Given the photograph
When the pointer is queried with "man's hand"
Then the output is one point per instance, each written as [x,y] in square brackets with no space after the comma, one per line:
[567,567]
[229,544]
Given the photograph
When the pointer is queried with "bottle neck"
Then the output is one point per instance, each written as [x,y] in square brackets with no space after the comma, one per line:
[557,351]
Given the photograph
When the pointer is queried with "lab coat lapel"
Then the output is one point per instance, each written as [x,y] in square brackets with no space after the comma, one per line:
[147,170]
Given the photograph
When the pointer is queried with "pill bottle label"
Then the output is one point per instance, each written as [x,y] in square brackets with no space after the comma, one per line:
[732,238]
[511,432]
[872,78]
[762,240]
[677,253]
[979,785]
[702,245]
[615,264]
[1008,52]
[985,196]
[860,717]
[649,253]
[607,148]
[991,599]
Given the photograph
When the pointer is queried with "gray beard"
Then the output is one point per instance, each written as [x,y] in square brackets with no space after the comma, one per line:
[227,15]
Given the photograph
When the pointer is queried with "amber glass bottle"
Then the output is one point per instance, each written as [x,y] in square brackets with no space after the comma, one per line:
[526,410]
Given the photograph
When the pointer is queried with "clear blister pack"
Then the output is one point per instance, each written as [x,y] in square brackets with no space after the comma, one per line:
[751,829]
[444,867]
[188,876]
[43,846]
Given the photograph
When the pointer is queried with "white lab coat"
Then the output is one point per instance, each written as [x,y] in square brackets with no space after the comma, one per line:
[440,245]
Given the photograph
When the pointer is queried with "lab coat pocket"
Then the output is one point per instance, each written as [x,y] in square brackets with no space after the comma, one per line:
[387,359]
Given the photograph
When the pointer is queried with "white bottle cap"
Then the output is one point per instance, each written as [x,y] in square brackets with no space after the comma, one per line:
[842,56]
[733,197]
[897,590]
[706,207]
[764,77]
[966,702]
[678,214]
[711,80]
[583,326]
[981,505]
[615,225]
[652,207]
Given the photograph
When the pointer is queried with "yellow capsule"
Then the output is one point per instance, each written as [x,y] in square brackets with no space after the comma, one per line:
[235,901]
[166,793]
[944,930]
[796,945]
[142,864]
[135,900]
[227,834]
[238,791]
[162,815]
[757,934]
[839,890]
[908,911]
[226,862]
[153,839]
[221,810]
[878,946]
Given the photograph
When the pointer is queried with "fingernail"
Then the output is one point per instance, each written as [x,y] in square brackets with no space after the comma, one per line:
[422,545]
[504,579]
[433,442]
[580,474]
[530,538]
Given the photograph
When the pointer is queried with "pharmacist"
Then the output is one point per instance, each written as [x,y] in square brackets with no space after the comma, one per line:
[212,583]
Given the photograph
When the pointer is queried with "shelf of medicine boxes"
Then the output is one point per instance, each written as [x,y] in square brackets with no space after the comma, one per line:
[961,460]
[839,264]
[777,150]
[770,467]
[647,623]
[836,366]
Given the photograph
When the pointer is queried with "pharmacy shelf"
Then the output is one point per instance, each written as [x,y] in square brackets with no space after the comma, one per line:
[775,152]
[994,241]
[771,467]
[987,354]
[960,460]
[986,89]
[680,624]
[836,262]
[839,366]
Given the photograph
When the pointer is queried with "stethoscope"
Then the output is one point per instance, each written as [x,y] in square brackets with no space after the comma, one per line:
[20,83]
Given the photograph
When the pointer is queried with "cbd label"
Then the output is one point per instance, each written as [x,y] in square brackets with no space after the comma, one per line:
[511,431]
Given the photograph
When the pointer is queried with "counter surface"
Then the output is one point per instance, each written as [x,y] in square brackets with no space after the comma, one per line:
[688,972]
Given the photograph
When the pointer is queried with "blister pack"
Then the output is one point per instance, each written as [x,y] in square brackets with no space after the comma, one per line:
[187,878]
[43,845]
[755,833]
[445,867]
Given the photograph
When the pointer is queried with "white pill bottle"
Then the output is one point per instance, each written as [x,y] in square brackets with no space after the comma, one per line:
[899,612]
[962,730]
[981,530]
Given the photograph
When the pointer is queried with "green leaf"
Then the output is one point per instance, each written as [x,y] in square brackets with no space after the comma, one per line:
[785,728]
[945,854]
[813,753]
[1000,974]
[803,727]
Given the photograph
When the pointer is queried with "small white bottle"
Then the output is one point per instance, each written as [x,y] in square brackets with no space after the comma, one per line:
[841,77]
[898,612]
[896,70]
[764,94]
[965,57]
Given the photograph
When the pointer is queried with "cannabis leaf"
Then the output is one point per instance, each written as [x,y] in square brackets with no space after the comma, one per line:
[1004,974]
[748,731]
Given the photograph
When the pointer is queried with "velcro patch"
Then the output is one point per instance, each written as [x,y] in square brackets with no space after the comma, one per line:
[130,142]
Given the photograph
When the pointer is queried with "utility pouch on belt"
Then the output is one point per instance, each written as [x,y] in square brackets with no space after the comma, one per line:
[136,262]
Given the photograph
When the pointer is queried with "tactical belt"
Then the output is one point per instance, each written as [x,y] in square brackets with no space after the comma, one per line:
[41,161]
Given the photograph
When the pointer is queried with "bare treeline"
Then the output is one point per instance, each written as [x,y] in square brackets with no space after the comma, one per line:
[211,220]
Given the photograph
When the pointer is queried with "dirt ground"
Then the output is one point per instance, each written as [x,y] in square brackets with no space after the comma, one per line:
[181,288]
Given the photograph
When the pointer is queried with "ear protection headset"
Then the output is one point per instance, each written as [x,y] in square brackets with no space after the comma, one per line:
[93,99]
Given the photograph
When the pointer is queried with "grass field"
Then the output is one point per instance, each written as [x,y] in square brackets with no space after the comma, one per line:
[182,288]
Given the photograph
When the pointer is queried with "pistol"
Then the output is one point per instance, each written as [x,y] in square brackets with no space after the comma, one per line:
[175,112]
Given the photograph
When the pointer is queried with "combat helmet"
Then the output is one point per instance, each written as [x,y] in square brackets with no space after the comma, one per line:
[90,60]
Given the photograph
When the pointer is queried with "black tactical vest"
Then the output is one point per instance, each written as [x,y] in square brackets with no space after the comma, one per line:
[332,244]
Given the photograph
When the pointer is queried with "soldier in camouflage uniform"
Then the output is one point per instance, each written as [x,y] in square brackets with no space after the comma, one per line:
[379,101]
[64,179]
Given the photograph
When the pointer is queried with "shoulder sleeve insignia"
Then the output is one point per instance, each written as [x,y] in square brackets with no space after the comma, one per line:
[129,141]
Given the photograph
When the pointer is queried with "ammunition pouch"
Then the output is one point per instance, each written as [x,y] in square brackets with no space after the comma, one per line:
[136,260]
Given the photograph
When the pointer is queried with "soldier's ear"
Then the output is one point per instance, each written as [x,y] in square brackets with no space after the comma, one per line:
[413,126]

What the task asks
If a line in the entries above holds "label", include it in the count; report nothing but the resulting number.

Answer to this problem
2